* **Exercise directions**: Transcribe all the data, leaving each word as it is.

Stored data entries
◇ ◇ ◇ ◇
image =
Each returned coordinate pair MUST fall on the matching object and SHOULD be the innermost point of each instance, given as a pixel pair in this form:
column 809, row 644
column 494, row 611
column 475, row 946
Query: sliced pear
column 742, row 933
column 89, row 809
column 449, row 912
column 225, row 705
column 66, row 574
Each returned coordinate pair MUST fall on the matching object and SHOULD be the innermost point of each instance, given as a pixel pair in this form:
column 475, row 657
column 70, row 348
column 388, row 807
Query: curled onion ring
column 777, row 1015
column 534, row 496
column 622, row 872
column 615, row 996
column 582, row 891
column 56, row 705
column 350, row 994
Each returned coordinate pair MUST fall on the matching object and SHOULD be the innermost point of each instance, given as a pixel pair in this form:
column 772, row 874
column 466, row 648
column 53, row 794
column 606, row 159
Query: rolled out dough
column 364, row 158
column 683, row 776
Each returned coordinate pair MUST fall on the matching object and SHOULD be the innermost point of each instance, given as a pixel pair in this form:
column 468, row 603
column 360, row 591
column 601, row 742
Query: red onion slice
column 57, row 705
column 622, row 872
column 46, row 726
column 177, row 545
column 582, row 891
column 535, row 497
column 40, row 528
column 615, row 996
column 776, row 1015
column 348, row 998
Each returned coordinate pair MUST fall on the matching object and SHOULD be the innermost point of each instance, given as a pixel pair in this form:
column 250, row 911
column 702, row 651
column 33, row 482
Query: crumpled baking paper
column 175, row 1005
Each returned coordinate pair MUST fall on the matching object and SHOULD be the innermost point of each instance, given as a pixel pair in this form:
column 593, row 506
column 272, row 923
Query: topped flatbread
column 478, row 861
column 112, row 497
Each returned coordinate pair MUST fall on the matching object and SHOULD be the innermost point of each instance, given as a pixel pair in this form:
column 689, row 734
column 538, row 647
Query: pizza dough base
◇ ◇ ◇ ◇
* **Solution**:
image =
Each returned coordinate pair MUST fall on the matching object and SHOULD be the innermost point of each instance, given as a pixel pair in this form:
column 809, row 644
column 494, row 611
column 475, row 946
Query: sliced pear
column 742, row 933
column 89, row 809
column 449, row 912
column 225, row 705
column 66, row 574
Each returned coordinate pair MUST fall on the matching object and SHOULD be the innermost point of each instance, given as a pixel pair in this form:
column 475, row 657
column 70, row 348
column 388, row 807
Query: curled onion ring
column 777, row 1015
column 534, row 496
column 622, row 872
column 615, row 996
column 582, row 891
column 56, row 705
column 350, row 994
Each returned coordinate pair MUST fall on the matching object and SHOULD be the innermost point of each instance, given as a pixel pair in this form:
column 772, row 874
column 466, row 648
column 53, row 794
column 606, row 159
Query: rolled out dough
column 364, row 158
column 683, row 776
Each returned coordinate pair MUST fall on the matching object and SHOULD be the innermost point of each instance, given as a pixel pair in this form:
column 468, row 603
column 360, row 591
column 601, row 742
Query: red onion slice
column 57, row 705
column 622, row 872
column 46, row 726
column 177, row 545
column 582, row 891
column 535, row 497
column 40, row 528
column 615, row 996
column 776, row 1015
column 348, row 998
Each returned coordinate pair MUST fall on the matching object and SHOULD be the innermost point of each instance, given as a pixel pair in this form:
column 250, row 911
column 702, row 651
column 33, row 482
Query: crumpled baking paper
column 175, row 1005
Each returned coordinate pair MUST fall on the matching object and SHOULD be the innermost point of each instance, given as a pixel pair in this form:
column 593, row 506
column 272, row 923
Query: topped flatbread
column 478, row 861
column 112, row 497
Each returned coordinate pair MUST fall on the matching object and SHOULD be the innermost point of each instance, given as a pixel pair in this form:
column 689, row 734
column 538, row 647
Query: pizza dough base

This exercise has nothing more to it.